Required actions:
A: Read the forum thread about Gleamers Car Valeting, then say whether each statement below agrees with it. Give yes or no for each, with the words from the thread that settle it. (i) The first poster picked up a flyer at Tyreweb in Ashford. (ii) The company's website shows a local Ashford address. (iii) milan first heard about the company from a flyer.
B: Carry the forum thread about Gleamers Car Valeting on past its last line.

Supplied passage:
.....

# GVC [Gleamers Car Valeting], Kent



## bjgilbert (Dec 17, 2009)

Picked up a flyer at Tyreweb, Ashford yesterday and wondered if anyone had used these guys before? Website marketing, as usual doesn't provide the full picture I'm sure.

Comments welcomed,
Cheers


----------



## ross_cj250 (Mar 1, 2008)

bjgilbert said:


> Picked up a flyer at Tyreweb, Ashford yesterday and wondered if anyone had used these guys before? Website marketing, as usual doesn't provide the full picture I'm sure.
> 
> Comments welcomed,
> Cheers


Yes, I'd be interested in any reports on them too...I saw their ad in the Ashford Advertiser. It shows a London address on the web site and nothing local...do you recon they are coming down on the new high speed train with their buckets? :?

Regards
Ross


----------



## milan (Apr 13, 2010)

Hi Ross just see your post and i would like to say I have had my car valeted by Gleamers Car Valeting about five times in the last 4 month and I must say I'm am very happy with the service.I have a R8 and I don't let any bucket and sponge man touch my baby :lol: only a Real valeters.my mate told me about them so I gave them a try. so just to say I'm very happy. 
 .


----------



## Robtur (Jul 6, 2009)

milan said:


> Hi Ross just see your post and i would like to say I have had my car valeted by Gleamers Car Valeting about five times in the last 4 month and I must say I'm am very happy with the service.I have a R8 and I don't let any bucket and sponge man touch my baby :lol: only a Real valeters.my mate told me about them so I gave them a try. so just to say I'm very happy.

.....

Raw data:
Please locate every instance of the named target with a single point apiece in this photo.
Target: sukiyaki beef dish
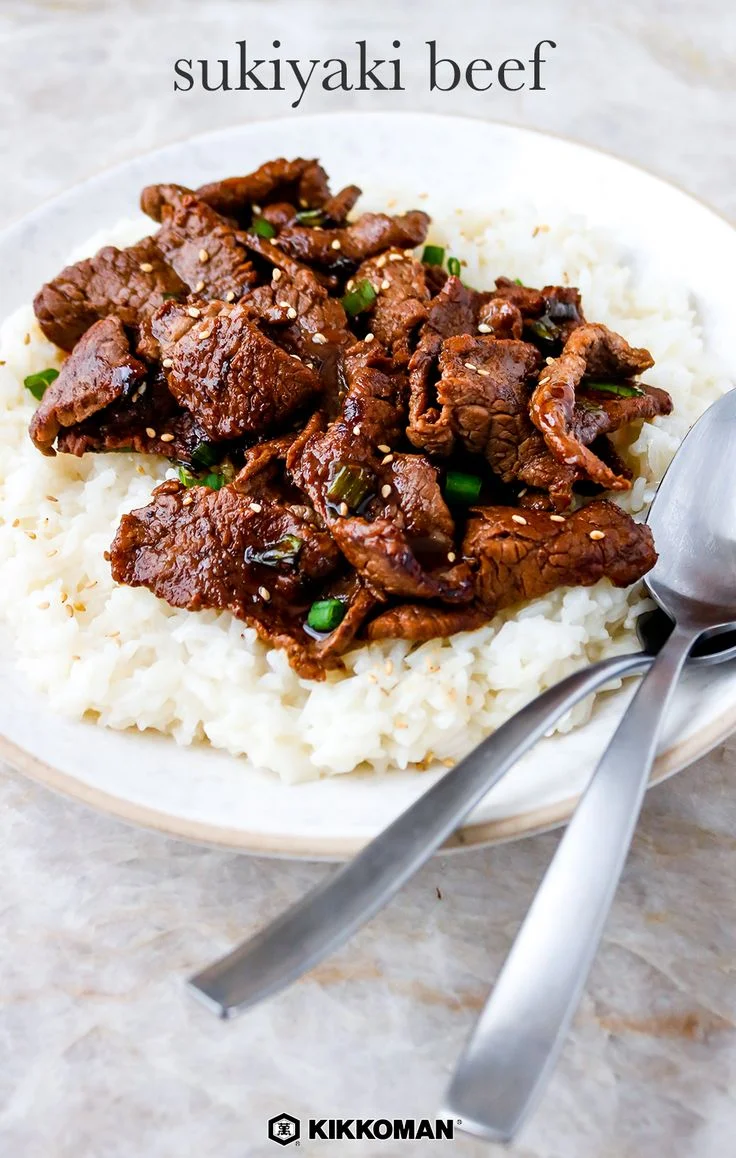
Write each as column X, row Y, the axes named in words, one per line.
column 363, row 446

.....

The answers:
A:
(i) Yes: "Picked up a flyer at Tyreweb, Ashford yesterday"
(ii) No: "It shows a London address on the web site and nothing local"
(iii) No: "my mate told me about them"

B:
> .


What sort of service did they provide you ? and what sort of products were they using ?


----------



## milan (Apr 13, 2010)

Hi,
They provided me with a first class service. 
I have used three other companys over the past 2yrs & i must say that Gleamers have offered me a better service.
Im not too sure what products were used but i now that when i had my full valet they used dodo wax in a wooden box to wax it & boy did my car shine. I have also seen them use maguires products.
All i can say is thank god they use lambs wool mitss & NOT sponges like one valeter did & i ended up having to get my car detailed to get all the scratches out :evil:


----------



## ahaydock (Sep 19, 2006)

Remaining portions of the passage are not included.